#### Stated goal:
Reproduce all of the entries below with "dirt trench" changed to "earthen trench" and every other part left unchanged. Omit the pictures from your version.

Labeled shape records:
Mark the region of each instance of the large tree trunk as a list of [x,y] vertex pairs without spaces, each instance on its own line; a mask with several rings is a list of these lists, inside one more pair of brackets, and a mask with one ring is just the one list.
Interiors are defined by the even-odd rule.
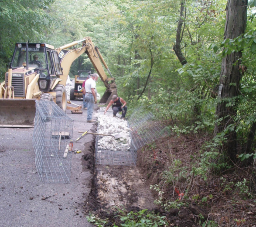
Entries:
[[181,52],[181,43],[182,40],[182,26],[184,22],[184,18],[185,17],[183,14],[184,2],[184,0],[181,0],[181,11],[176,32],[176,40],[173,47],[173,50],[182,65],[185,65],[187,63],[187,60]]
[[[244,33],[246,25],[247,2],[248,0],[228,0],[224,39],[234,39]],[[239,68],[242,55],[241,51],[234,52],[222,59],[220,84],[223,85],[223,87],[221,100],[216,111],[217,117],[221,121],[219,124],[215,125],[215,134],[234,123],[234,117],[236,114],[237,106],[236,97],[239,93],[241,78]],[[232,105],[227,107],[229,100],[226,99],[229,98],[233,99],[234,101]],[[229,101],[232,102],[231,100]],[[227,151],[231,160],[234,160],[236,153],[235,130],[229,132],[226,136],[226,142],[223,144],[222,148]]]

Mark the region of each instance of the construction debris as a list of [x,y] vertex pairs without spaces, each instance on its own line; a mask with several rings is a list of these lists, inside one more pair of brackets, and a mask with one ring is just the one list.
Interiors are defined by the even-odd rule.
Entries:
[[114,135],[122,135],[122,137],[116,139],[111,136],[105,136],[98,141],[99,150],[105,149],[114,151],[127,151],[130,147],[131,139],[130,129],[126,121],[117,117],[113,117],[113,113],[107,113],[104,115],[105,107],[101,107],[97,114],[98,118],[97,133]]

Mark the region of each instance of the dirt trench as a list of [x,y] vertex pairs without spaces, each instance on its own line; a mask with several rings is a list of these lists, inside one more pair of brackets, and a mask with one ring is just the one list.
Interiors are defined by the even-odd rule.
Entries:
[[[96,129],[95,125],[95,131]],[[148,177],[143,160],[138,158],[137,166],[96,165],[94,146],[94,140],[85,144],[87,154],[83,156],[84,165],[94,176],[88,198],[80,204],[85,214],[93,214],[102,219],[108,220],[106,226],[112,226],[114,223],[119,226],[119,224],[122,223],[116,217],[119,209],[127,212],[147,209],[160,216],[166,216],[168,223],[166,226],[199,227],[200,214],[211,220],[207,211],[195,204],[171,209],[168,212],[157,206],[154,200],[157,195],[150,189],[150,186],[157,182],[158,179]],[[138,156],[141,152],[138,151]]]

#### Full solution:
Mark the region of each instance of the large tree trunk as a list of [x,y] vertex pairs without spaces, each instance on its own line; a mask with several rings is a list of these lists, inside one more pair of brackets, and a mask with one ring is just the one list.
Interiors are defined by the even-odd rule.
Entries:
[[181,52],[181,43],[182,40],[182,26],[184,22],[184,18],[185,17],[183,14],[184,2],[184,0],[181,0],[181,11],[176,32],[176,40],[173,47],[173,50],[182,65],[185,65],[187,63],[187,60]]
[[[244,33],[246,25],[247,2],[248,0],[228,0],[224,39],[234,39]],[[239,68],[242,55],[241,51],[234,52],[222,59],[220,84],[223,85],[223,87],[221,100],[216,111],[217,117],[221,121],[219,124],[215,125],[215,134],[234,123],[234,117],[236,114],[237,106],[236,97],[239,93],[241,78]],[[232,105],[227,107],[229,100],[226,99],[229,98],[233,99],[234,101]],[[229,101],[232,102],[231,100]],[[227,151],[231,160],[234,160],[236,153],[235,130],[229,132],[226,136],[226,142],[223,144],[222,148]]]

Mark the region of each instance of the construction debris as a list of [x,y] vertex pairs without spaces, each instance on its own line; a mask with several rings is a list of these lists, inside one more pair of brackets, and a mask with one ring is just the one list.
Interiors are defined by the even-odd rule.
Entries:
[[114,135],[122,135],[122,137],[116,139],[111,136],[105,136],[98,141],[99,150],[105,149],[114,151],[127,151],[130,147],[131,139],[130,129],[126,121],[117,117],[113,117],[113,113],[107,113],[104,115],[105,107],[101,107],[97,114],[98,118],[97,133]]

Mark the region of each instance of the earthen trench as a list of [x,y] vertex pairs without spaces, each instance on its own line; a mask with several rings is a list of these lists, inside one more pair of brackets, and a mask with one ring is just the one list.
Interiors are defined by the even-odd rule.
Entries:
[[[96,129],[95,125],[95,131]],[[148,177],[143,160],[138,158],[137,166],[96,165],[94,146],[94,140],[85,144],[87,154],[83,156],[84,165],[94,176],[88,198],[80,204],[85,214],[93,214],[102,219],[108,220],[106,226],[112,226],[114,223],[119,226],[119,224],[122,223],[116,217],[119,209],[127,212],[147,209],[160,216],[166,216],[168,223],[166,226],[199,227],[200,214],[211,220],[207,211],[195,204],[171,209],[168,212],[157,206],[154,200],[157,195],[150,189],[150,186],[157,182],[158,179]],[[138,156],[141,152],[138,151]]]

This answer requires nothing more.